DIRECTIONS FOR THIS TASK
Please put the records below into a numbered list, leaving out the blank lines and the pictures.

(Stored data entries)
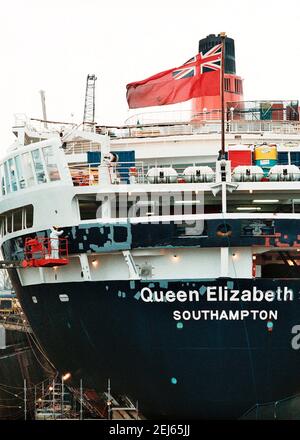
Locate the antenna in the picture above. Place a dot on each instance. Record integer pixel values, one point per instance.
(42, 93)
(89, 104)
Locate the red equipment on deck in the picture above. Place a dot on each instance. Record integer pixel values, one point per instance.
(45, 252)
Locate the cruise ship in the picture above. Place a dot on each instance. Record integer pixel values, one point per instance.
(143, 256)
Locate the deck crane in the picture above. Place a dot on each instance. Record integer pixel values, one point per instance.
(89, 104)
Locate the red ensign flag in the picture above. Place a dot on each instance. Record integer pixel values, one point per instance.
(200, 76)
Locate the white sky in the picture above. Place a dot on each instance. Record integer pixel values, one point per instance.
(53, 45)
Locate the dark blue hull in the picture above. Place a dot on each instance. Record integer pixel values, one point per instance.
(200, 369)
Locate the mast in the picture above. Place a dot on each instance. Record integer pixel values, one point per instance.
(223, 37)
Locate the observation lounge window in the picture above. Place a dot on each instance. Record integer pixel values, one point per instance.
(51, 165)
(16, 220)
(3, 190)
(13, 177)
(38, 165)
(20, 173)
(27, 168)
(6, 173)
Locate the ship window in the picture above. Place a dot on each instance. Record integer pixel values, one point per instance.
(7, 181)
(16, 220)
(88, 208)
(38, 165)
(28, 211)
(20, 173)
(27, 167)
(2, 180)
(9, 222)
(227, 84)
(49, 158)
(13, 177)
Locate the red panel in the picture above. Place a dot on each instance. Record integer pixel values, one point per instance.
(240, 157)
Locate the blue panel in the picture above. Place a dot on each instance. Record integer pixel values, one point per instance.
(124, 156)
(283, 158)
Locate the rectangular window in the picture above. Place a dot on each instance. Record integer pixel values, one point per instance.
(9, 222)
(13, 177)
(49, 158)
(20, 173)
(7, 181)
(16, 220)
(227, 84)
(2, 180)
(27, 168)
(29, 216)
(17, 217)
(38, 165)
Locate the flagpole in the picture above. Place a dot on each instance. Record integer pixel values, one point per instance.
(223, 36)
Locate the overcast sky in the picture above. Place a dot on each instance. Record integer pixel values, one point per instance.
(53, 45)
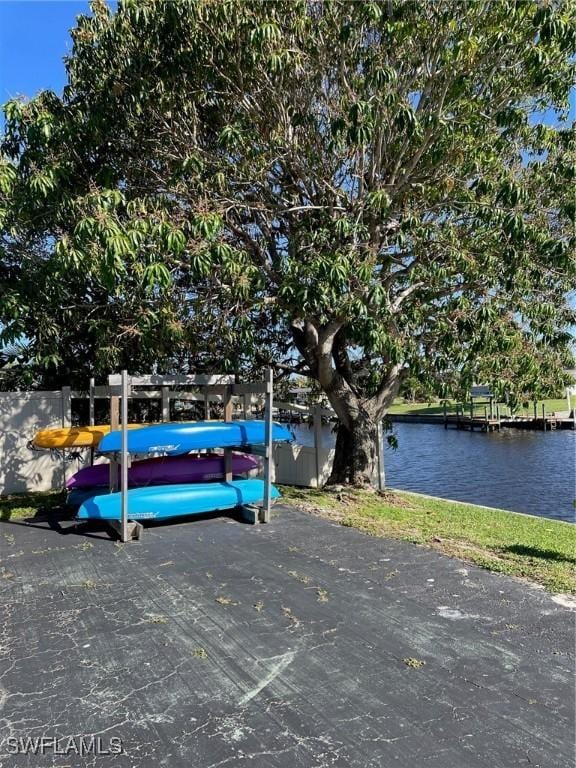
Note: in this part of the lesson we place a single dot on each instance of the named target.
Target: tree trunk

EXPECTED OUTPUT
1. Locate the antenna in the picture above. Place a dot on each instance. Record integer pixel values, one point per instance.
2. (42, 93)
3. (89, 104)
4. Locate the red equipment on deck in the picture above. Place a dot on each instance. Record integer pixel values, one point per instance.
5. (45, 252)
6. Locate the cruise ship in the picture above. Place a dot on each instance. Record integer pixel values, one point per instance.
7. (143, 256)
8. Locate the deck crane in the picture above. Place a dot on each instance. Record integer pixel values, one point per instance.
9. (89, 104)
10. Locate the red ensign flag in the picture above. Place a dot on each instance. Record integer pixel values, one point per instance.
11. (200, 76)
12. Locate the white sky in the picture above. Place a dot on each instance. Record integer pixel values, one point per instance.
13. (53, 45)
14. Locate the dark blue hull in the picture above. Place a dot on each instance. Record integer pixel values, one point per instance.
15. (200, 369)
16. Locate the mast in the picture above. Place a dot on each instance. Record integer pixel values, one point per instance.
17. (223, 37)
18. Locate the observation lounge window in the picture above. Place a dot on each instance. Record integer pixel values, one point per instance.
19. (51, 165)
20. (16, 220)
21. (3, 190)
22. (13, 177)
23. (38, 165)
24. (20, 173)
25. (27, 168)
26. (6, 173)
27. Locate the ship window in the picture above. Place a dot on each instance. Record integer pixel values, one point per instance.
28. (7, 181)
29. (16, 220)
30. (88, 208)
31. (38, 165)
32. (28, 211)
33. (20, 173)
34. (27, 167)
35. (2, 180)
36. (9, 222)
37. (227, 84)
38. (49, 158)
39. (13, 177)
40. Locate the red panel in the picture above. Place a dot on each instance. Record integer pixel values, one point per instance.
41. (240, 157)
42. Locate the blue panel in the picture above. Place a dot on each instance. Record integer pixel values, one point per instance.
43. (124, 156)
44. (283, 158)
45. Locate the rectangular window in the picture above. Place a dot on each instance. Record integer pixel values, one point per instance.
46. (9, 222)
47. (13, 177)
48. (49, 158)
49. (20, 173)
50. (7, 181)
51. (16, 220)
52. (227, 84)
53. (2, 180)
54. (27, 168)
55. (29, 216)
56. (17, 217)
57. (38, 165)
58. Locate the flagpole in the picture above. Place a dot on each instance. Record integer pixel values, one point per instance.
59. (223, 36)
60. Locate the overcast sky in the picture above. Place a dot on each instance. Record integer pixel values, one point per instance.
61. (53, 45)
62. Note: in this part of the lesson we place a single dot on each instance of the named target.
63. Target: tree trunk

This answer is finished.